### Problem
Filter the entries below and copy out every line that contains the word "marble".

Segmentation data
▬▬▬

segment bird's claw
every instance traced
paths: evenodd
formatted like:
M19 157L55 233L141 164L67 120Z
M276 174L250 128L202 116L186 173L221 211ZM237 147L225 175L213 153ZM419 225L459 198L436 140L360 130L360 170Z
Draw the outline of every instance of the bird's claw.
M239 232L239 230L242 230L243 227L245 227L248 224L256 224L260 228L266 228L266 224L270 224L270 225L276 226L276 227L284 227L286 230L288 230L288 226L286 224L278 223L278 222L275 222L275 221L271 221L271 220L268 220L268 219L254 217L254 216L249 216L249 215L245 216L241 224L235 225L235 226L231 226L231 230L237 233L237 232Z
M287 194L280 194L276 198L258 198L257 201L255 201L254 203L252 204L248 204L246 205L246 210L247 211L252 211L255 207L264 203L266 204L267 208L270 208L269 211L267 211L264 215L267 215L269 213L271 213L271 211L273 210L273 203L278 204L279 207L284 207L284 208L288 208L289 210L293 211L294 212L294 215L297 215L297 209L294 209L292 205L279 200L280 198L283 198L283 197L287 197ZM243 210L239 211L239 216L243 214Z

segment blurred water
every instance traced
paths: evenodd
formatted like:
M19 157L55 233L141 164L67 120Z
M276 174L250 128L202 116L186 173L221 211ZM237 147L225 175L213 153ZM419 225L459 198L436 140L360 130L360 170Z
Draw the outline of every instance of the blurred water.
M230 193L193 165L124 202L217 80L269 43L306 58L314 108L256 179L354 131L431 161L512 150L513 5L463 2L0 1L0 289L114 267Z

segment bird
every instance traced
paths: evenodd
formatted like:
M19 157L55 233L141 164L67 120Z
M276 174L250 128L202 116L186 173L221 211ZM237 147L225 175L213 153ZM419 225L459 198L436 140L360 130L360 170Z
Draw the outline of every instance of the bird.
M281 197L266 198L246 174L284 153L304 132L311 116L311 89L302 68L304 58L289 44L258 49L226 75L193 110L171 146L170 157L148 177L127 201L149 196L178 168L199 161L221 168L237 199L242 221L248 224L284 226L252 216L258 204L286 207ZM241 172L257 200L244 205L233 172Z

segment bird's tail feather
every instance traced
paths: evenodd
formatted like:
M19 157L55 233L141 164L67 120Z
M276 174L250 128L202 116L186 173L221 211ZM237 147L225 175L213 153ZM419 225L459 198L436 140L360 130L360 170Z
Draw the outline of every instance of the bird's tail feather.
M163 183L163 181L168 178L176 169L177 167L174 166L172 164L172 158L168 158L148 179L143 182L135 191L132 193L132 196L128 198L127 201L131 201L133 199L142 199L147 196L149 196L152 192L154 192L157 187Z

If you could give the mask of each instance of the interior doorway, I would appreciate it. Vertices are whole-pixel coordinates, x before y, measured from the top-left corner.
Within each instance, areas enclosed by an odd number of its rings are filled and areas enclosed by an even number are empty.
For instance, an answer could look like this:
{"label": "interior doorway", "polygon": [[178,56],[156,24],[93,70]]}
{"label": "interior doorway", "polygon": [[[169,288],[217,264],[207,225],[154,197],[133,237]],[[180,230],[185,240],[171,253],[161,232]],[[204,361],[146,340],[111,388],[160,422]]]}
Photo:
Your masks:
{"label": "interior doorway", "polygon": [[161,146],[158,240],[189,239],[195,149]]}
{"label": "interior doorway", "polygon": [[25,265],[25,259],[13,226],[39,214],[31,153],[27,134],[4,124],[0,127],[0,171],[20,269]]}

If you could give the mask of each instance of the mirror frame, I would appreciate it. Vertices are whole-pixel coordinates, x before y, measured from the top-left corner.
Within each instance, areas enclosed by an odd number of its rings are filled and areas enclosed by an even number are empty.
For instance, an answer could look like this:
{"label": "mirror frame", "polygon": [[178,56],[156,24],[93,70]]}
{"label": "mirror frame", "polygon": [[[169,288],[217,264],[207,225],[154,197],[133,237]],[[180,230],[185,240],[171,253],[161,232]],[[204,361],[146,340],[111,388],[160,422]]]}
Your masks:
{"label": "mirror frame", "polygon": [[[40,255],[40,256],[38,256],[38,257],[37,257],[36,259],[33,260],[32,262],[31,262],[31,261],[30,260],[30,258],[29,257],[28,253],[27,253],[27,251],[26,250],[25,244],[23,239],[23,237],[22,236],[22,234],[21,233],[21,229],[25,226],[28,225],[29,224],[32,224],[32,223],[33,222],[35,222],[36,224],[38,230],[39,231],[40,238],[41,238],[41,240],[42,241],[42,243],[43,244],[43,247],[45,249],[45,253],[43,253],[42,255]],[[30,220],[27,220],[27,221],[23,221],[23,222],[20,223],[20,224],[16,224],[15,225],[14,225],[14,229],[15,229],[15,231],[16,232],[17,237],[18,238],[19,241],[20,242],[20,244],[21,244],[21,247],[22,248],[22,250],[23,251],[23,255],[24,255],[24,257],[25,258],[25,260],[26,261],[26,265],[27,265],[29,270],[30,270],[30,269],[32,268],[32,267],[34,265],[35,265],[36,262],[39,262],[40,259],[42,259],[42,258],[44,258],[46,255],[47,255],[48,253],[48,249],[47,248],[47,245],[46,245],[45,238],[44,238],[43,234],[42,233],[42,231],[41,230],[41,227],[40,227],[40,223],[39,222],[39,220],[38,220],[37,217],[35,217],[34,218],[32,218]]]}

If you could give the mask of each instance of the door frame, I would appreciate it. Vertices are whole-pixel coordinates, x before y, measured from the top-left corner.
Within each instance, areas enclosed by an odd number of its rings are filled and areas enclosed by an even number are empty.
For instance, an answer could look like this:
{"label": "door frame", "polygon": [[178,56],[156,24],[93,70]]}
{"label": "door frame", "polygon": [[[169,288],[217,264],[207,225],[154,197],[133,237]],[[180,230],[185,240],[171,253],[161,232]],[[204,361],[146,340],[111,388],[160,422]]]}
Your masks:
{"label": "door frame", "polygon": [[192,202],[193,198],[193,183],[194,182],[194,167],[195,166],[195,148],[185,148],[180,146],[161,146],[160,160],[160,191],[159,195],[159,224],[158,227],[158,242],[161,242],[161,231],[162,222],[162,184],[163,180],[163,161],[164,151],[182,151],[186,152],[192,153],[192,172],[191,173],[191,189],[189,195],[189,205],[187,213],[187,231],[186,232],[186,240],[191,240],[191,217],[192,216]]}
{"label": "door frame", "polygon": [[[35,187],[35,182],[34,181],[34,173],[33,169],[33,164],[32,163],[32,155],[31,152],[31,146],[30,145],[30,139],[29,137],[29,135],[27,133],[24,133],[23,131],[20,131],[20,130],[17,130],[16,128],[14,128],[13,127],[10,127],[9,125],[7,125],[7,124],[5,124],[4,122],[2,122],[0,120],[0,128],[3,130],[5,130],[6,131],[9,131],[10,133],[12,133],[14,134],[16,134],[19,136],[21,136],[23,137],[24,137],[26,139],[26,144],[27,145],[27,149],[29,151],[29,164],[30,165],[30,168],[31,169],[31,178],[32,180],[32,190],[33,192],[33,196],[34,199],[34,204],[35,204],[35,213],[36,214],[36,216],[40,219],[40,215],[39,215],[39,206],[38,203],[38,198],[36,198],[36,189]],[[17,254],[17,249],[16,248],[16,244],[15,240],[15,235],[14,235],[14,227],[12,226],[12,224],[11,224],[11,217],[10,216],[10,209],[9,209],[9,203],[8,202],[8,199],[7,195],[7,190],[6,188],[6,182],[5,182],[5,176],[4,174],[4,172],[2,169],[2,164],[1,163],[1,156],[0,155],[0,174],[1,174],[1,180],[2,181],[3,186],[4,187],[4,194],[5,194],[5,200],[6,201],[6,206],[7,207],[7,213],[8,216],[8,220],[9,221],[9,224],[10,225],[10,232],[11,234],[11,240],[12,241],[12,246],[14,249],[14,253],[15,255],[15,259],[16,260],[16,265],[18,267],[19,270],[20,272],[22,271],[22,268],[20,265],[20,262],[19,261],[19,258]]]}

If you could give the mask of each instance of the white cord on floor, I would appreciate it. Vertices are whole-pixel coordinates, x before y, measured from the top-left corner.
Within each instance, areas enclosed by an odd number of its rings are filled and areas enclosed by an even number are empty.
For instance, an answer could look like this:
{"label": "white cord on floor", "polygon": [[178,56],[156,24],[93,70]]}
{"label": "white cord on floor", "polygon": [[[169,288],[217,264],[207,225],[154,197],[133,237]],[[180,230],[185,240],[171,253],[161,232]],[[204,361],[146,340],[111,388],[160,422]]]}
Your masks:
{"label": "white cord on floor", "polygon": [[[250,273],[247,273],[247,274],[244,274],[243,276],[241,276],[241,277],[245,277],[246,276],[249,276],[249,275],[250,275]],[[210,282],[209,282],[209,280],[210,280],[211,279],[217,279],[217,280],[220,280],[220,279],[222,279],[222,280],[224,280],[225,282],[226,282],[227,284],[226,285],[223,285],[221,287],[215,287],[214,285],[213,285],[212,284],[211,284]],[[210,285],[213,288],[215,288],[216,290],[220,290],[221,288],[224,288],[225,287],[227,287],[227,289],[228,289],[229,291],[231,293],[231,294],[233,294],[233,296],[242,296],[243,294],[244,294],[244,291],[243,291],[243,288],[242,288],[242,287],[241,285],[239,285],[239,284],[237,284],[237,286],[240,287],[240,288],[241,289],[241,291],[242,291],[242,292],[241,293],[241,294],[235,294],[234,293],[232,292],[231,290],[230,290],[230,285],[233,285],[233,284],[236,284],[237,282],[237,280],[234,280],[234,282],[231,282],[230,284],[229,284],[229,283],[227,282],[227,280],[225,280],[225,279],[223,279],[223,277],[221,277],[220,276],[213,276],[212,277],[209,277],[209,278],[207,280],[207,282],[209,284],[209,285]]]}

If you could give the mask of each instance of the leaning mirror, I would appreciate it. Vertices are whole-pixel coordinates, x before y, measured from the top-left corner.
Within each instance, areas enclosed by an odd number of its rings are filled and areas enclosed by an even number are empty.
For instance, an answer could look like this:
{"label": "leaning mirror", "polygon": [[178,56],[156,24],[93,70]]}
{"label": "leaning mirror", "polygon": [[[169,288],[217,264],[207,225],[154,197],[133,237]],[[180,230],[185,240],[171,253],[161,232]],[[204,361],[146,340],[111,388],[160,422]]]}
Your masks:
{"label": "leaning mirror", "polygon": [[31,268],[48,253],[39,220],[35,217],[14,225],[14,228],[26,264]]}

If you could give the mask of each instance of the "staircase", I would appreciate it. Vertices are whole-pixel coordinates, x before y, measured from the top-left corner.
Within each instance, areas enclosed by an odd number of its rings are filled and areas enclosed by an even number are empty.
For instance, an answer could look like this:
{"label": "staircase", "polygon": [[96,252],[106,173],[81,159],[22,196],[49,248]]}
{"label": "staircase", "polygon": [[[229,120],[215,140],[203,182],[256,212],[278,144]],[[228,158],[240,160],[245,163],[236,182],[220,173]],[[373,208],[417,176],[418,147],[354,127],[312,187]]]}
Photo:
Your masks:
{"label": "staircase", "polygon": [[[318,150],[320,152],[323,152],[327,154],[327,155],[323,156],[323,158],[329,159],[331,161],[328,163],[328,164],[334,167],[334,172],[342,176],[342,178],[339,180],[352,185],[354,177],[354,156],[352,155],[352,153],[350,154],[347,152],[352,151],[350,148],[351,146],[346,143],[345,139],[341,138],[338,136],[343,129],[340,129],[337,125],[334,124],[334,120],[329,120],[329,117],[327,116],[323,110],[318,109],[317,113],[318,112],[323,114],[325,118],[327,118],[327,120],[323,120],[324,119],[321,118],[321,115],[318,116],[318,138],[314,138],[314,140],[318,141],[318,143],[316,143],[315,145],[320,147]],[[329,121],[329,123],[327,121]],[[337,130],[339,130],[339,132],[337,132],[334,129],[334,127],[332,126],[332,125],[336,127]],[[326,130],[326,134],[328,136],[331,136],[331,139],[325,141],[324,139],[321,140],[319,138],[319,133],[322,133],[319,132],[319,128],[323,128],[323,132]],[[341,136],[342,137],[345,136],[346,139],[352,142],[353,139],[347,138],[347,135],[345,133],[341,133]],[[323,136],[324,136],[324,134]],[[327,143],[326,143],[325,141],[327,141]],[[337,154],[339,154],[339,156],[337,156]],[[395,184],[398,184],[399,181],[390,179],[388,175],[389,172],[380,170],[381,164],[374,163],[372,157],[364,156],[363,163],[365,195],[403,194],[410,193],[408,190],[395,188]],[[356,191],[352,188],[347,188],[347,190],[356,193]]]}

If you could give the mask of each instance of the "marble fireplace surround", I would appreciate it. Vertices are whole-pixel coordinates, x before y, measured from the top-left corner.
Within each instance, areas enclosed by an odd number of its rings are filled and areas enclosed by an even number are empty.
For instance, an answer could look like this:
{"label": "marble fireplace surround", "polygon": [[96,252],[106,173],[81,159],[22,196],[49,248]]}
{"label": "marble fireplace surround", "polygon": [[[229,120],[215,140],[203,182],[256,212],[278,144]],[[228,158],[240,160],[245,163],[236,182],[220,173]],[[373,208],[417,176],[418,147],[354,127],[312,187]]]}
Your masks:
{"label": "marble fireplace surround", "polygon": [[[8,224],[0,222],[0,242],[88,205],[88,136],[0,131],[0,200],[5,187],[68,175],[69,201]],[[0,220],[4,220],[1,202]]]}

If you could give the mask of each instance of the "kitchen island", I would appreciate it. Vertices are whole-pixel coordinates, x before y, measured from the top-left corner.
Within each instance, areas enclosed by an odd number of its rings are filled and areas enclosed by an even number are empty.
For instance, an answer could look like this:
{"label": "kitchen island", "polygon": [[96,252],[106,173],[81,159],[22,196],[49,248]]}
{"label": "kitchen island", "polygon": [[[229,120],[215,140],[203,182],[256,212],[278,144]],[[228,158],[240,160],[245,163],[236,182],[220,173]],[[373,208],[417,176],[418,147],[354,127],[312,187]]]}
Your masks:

▬▬▬

### Solution to the problem
If you could give the mask of each instance of the "marble fireplace surround", I would appreciate it. Vertices are whole-pixel coordinates, x before y, measured from the top-left corner.
{"label": "marble fireplace surround", "polygon": [[96,252],[106,173],[81,159],[22,196],[49,248]]}
{"label": "marble fireplace surround", "polygon": [[[229,120],[215,140],[203,182],[256,212],[278,144]],[[228,158],[240,160],[245,163],[236,182],[220,173]],[[373,208],[417,176],[418,147],[354,127],[312,187]]]}
{"label": "marble fireplace surround", "polygon": [[[8,224],[0,222],[0,242],[88,205],[88,136],[0,131],[0,200],[5,187],[68,175],[69,201]],[[0,220],[4,220],[1,202]]]}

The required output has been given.